**** Data provided ****

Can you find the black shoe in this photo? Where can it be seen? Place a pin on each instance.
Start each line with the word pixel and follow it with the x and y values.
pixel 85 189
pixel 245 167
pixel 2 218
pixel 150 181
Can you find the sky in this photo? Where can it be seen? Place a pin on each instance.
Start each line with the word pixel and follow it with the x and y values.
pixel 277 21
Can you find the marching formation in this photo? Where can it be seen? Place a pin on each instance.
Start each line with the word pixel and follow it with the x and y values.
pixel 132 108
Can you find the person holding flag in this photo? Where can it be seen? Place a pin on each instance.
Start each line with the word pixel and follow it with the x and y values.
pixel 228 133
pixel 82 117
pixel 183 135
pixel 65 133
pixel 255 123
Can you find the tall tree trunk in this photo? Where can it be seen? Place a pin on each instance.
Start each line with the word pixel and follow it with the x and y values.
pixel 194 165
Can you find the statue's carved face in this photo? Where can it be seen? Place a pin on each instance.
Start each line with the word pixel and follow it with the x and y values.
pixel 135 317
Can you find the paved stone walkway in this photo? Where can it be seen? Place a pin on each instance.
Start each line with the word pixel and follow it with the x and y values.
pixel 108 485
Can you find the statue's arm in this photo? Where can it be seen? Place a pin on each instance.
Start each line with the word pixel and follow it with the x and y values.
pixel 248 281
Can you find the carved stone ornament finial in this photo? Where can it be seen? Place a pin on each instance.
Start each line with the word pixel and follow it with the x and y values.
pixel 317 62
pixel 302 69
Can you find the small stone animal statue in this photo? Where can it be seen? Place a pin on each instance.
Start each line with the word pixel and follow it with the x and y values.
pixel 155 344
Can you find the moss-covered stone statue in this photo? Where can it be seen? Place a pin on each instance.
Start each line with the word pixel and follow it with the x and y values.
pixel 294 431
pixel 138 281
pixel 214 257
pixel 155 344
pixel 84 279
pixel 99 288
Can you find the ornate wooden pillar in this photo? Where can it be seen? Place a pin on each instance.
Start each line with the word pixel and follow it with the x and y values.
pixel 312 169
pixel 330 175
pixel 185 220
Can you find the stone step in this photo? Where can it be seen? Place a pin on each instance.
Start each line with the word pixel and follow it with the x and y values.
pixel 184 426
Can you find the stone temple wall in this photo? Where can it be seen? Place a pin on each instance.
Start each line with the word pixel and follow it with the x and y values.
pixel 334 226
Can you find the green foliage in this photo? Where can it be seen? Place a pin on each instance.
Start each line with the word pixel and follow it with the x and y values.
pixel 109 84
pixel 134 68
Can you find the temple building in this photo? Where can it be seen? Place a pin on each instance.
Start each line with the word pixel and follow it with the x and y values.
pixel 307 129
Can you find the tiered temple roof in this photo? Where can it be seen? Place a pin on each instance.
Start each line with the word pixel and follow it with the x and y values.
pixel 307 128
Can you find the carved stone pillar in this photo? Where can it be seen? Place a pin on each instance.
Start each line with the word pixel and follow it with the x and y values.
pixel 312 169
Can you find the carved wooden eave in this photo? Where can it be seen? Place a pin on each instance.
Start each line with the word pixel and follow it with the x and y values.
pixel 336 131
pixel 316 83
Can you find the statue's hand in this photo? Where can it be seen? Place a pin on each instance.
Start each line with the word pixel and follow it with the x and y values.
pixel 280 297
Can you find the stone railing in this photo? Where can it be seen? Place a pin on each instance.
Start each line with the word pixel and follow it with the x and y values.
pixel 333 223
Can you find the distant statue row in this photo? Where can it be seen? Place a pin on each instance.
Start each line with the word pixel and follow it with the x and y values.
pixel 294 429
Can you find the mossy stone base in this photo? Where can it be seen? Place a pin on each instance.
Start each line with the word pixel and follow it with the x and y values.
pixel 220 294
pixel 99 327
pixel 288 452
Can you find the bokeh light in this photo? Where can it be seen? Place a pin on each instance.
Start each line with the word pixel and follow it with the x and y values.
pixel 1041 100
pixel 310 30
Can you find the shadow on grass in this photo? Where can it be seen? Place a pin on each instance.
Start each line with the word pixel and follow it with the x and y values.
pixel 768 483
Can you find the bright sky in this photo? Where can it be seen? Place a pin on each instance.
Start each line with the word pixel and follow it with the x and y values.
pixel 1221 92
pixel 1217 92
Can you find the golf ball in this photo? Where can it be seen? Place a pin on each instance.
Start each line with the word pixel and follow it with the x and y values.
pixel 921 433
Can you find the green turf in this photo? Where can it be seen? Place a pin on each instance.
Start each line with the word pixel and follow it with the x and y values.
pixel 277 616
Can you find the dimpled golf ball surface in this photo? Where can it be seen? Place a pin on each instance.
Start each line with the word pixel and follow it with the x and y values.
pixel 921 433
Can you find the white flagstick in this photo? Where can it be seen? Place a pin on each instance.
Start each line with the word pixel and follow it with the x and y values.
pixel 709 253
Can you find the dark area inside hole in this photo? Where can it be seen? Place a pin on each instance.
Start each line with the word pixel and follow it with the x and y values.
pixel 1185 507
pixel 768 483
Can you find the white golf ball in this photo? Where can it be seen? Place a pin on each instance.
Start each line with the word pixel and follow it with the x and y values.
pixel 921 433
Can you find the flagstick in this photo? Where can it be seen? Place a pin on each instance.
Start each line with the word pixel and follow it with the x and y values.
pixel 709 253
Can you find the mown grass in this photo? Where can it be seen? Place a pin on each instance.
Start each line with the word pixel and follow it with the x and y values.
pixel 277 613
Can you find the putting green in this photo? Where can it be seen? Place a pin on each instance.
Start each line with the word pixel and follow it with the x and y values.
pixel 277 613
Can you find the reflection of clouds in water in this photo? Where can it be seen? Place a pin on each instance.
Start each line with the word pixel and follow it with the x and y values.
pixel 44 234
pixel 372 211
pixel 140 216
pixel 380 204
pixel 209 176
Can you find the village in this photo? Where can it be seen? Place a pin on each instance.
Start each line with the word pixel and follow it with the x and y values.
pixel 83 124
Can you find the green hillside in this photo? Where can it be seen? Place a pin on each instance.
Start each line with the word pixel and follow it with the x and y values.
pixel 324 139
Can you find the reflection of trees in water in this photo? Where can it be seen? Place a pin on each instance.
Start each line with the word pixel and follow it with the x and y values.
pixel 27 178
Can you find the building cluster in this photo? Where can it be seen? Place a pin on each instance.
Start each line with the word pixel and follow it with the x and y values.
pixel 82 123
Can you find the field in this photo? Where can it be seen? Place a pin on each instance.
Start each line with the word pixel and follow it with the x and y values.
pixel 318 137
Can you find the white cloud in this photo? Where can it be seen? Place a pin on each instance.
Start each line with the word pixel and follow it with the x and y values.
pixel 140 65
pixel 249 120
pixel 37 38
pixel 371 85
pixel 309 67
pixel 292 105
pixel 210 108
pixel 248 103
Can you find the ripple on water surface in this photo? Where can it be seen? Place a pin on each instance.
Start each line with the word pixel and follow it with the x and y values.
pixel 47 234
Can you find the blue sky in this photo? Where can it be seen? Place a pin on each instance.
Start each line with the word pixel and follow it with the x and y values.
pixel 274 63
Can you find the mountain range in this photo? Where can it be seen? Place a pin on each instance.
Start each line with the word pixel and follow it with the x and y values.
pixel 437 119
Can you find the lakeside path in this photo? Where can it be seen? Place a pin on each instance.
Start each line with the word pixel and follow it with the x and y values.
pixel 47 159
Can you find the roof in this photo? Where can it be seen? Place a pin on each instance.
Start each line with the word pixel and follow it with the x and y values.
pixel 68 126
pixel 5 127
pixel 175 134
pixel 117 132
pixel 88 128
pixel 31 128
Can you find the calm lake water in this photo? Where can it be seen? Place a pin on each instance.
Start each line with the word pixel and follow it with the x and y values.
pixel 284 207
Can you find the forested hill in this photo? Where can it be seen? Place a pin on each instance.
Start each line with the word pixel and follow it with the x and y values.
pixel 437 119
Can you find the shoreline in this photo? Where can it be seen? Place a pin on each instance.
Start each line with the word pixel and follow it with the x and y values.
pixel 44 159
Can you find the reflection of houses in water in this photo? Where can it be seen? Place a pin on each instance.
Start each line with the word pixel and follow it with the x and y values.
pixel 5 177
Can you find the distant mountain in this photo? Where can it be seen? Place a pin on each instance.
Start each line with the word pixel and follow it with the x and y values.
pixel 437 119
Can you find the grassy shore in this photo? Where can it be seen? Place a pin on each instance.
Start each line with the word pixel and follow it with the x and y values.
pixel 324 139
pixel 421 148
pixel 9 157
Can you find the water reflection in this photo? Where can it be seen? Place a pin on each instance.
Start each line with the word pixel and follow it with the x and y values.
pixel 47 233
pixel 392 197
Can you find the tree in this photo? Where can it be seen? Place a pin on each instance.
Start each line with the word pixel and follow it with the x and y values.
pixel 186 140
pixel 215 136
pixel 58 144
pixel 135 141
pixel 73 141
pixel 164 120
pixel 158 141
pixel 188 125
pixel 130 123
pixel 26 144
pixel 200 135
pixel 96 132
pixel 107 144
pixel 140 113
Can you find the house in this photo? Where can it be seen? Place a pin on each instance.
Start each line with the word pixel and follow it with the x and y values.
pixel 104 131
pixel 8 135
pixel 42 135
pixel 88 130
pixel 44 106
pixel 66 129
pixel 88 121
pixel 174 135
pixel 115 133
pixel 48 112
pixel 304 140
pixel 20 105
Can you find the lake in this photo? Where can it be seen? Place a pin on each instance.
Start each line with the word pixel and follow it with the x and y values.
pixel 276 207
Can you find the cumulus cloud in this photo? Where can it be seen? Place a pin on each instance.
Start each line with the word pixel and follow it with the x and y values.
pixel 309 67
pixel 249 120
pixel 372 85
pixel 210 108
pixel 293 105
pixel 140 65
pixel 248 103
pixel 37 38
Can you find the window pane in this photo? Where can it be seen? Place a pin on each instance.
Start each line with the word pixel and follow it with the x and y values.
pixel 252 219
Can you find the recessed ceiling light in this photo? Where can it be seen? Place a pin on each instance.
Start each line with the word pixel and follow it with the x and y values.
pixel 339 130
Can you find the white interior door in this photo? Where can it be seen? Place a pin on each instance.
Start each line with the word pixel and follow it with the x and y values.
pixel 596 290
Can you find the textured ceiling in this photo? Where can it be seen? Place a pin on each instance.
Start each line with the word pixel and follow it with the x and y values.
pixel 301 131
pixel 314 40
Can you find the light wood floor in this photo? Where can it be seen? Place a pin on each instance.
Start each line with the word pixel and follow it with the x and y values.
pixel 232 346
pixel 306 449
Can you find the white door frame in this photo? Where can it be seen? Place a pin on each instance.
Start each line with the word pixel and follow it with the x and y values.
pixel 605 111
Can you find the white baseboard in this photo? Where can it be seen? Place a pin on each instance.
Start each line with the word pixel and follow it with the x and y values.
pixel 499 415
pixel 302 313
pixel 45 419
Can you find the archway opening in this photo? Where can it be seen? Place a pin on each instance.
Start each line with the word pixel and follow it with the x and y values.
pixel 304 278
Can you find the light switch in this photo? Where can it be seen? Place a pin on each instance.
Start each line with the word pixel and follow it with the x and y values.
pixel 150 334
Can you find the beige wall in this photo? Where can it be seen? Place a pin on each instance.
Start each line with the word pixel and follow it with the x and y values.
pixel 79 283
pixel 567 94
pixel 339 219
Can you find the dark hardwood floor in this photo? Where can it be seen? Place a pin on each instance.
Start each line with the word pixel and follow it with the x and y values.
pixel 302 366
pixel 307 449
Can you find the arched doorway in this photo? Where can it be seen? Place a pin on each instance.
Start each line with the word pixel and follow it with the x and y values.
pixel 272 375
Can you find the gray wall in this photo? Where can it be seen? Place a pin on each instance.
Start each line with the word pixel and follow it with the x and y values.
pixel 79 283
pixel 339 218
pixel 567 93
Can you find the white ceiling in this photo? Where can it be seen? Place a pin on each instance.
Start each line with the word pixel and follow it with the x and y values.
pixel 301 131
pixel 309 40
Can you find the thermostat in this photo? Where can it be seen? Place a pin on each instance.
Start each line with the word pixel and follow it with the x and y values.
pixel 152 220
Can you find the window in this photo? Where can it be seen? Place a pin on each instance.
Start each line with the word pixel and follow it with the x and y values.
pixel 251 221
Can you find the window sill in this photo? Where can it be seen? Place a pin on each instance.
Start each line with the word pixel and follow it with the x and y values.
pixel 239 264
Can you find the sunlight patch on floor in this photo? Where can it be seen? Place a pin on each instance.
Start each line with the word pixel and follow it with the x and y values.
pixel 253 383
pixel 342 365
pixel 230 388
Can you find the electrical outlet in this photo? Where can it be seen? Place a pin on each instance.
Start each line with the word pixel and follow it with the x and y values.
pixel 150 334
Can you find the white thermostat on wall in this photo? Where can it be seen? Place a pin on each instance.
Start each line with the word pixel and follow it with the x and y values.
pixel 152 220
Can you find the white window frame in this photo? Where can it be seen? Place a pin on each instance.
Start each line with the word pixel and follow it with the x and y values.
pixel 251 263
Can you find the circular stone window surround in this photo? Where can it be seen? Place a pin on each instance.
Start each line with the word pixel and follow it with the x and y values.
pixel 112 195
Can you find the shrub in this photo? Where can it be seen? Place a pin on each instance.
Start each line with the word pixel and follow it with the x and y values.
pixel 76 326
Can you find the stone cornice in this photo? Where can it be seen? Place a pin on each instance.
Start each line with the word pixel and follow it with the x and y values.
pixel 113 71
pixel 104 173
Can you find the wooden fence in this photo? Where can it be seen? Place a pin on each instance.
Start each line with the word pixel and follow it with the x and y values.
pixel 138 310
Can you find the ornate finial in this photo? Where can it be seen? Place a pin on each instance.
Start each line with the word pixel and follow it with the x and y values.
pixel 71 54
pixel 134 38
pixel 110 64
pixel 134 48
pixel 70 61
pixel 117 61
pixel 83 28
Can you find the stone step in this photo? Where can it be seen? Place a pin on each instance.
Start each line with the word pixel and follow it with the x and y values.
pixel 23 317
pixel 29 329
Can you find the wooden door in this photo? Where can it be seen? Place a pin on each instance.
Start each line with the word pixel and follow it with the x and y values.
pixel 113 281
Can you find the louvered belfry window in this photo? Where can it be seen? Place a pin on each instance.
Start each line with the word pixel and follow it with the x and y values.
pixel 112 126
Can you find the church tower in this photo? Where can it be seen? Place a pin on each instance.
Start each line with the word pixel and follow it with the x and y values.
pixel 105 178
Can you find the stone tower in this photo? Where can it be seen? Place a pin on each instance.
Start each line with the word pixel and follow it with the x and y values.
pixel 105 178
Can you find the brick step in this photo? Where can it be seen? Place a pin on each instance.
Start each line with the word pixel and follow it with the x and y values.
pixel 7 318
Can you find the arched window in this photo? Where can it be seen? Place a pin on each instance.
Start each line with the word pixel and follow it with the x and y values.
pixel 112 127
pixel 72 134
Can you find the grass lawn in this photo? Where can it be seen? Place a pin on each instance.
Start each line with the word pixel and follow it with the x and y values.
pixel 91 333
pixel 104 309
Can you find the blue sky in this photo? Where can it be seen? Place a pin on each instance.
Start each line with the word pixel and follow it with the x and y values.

****

_What the task requires:_ Lay out the records starting at the line containing "Can you find the reflection of clouds" and ending at the line containing "pixel 83 124" as a two-column CSV with the headers instruction and points, one row per record. Put each record's text and its answer in a single quoted field, replacing line breaks with spaces.

_Written solution:_
instruction,points
"Can you find the reflection of clouds in water in this photo? Where can it be seen? Place a pin on each instance. Start each line with the word pixel and follow it with the x and y values.","pixel 44 234 pixel 372 211 pixel 140 216 pixel 380 204 pixel 209 176"
"Can you find the village in this photo? Where can it be seen? Place a pin on each instance. Start each line with the word pixel and follow it with the x and y values.","pixel 83 124"